▶ [ESERCIZIO SCRITTO A] Nel brano su Troll Hunter, quando è uscito il film nelle sale norvegesi?
▶ [ESERCIZIO SCRITTO B] Ripeti parola per parola la parte del brano su Troll Hunter che comincia con "Troll Hunter di" e finisce con "in modo unico.".

▶ [BRANO SCELTO]
**********

Troll Hunter di André Øvredal è il perfetto esempio di quanto per fare un grande film, non servano soldi, ma fantasia e talento. Esce nelle sale norvegesi il 29 ottobre del 2010 e diventa immediatamente una pellicola di culto, un vero caso cinematografico, oggi possiamo dire un classico. Perché? Perché riporta la verosimiglianza ad abbracciare il fantastico in modo unico.
Persi nel grande Nord abitato da mostri
Troll Hunter a 15 anni di distanza rimane un piccolo gioiellino cinematografico, uno di quei film di genere che in virtù di ingegno, creatività, fantasia, sono stati capaci di ritagliarsi uno spazio non indifferente nel loro mondo. Questo perlomeno all’interno di quel pubblico che agli effettoni speciali e i grandi nomi delle Majors, preferisce che imprevedibilità, genuinità e fantasia. André Øvredal quel 29 ottobre del 2010 riporta in auge il mockumentary, quello connesso al found footage per essere più precisi. Per chi non lo sapesse, tale diade sta a specificare l’unione tra l’estetica e l’atmosfera del documentario e la narrazione fantasiosa, attraverso la realizzazione di un girato che ricordi sia un lavoro amatoriale, sia qualcosa di genuino, quasi ritrovato per caso, privo cioè di un montaggio che ne elimini una certa raffinazione. Qualcosa che aumenta la sensazione di realismo, credibilità e verità, creando (se utilizzato nel modo giusto) un mix potente e coinvolgente.

**********

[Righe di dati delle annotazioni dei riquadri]
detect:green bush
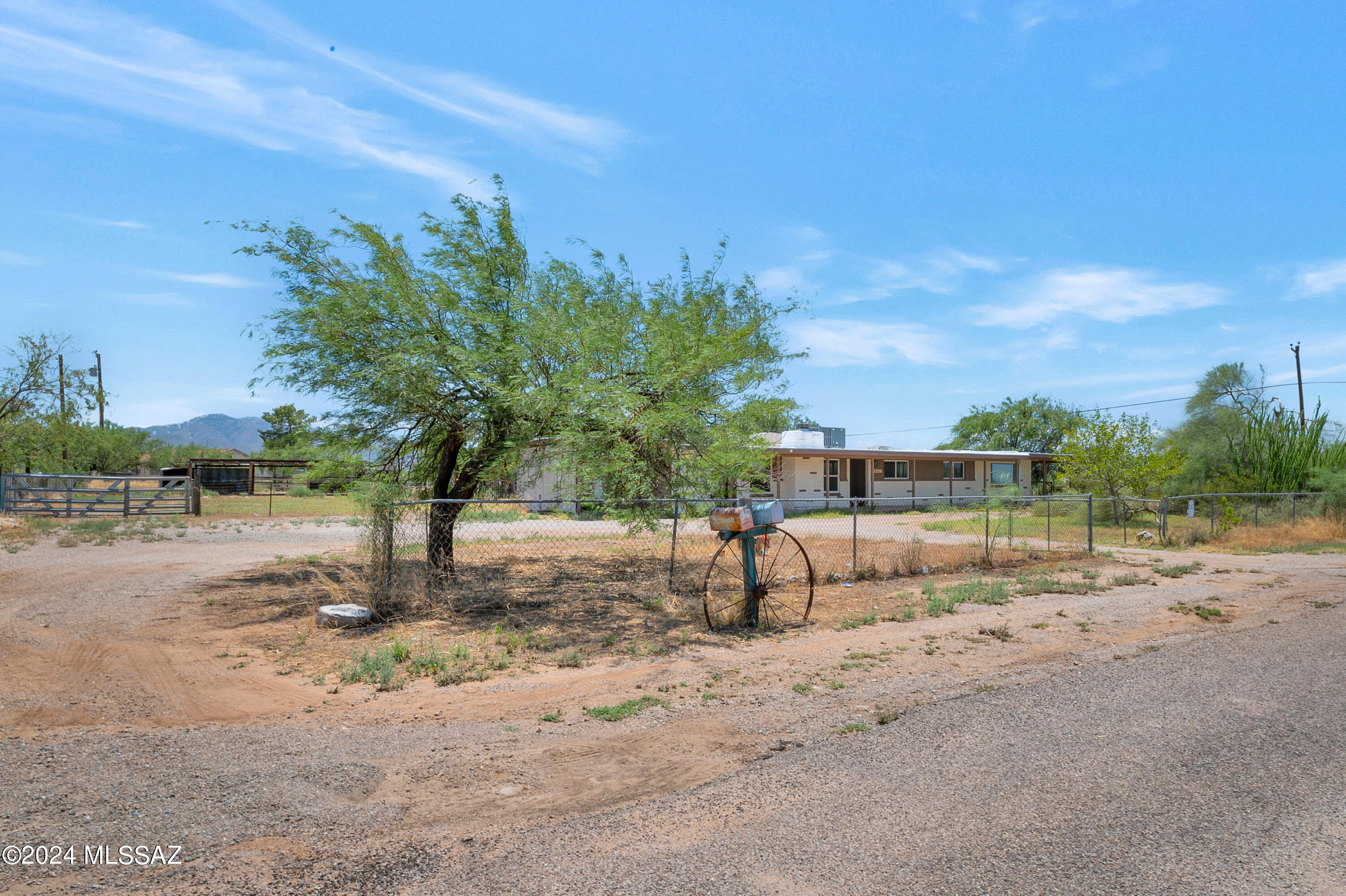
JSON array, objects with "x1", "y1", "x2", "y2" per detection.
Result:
[{"x1": 1310, "y1": 469, "x2": 1346, "y2": 519}]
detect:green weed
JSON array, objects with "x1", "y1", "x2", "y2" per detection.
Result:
[
  {"x1": 944, "y1": 576, "x2": 1010, "y2": 607},
  {"x1": 556, "y1": 647, "x2": 584, "y2": 669},
  {"x1": 1154, "y1": 561, "x2": 1205, "y2": 578},
  {"x1": 584, "y1": 694, "x2": 670, "y2": 721},
  {"x1": 833, "y1": 722, "x2": 870, "y2": 734}
]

**********

▶ [SOLUZIONE A] Il 29 ottobre 2010.

▶ [SOLUZIONE B]
Troll Hunter di André Øvredal è il perfetto esempio di quanto per fare un grande film, non servano soldi, ma fantasia e talento. Esce nelle sale norvegesi il 29 ottobre del 2010 e diventa immediatamente una pellicola di culto, un vero caso cinematografico, oggi possiamo dire un classico. Perché? Perché riporta la verosimiglianza ad abbracciare il fantastico in modo unico.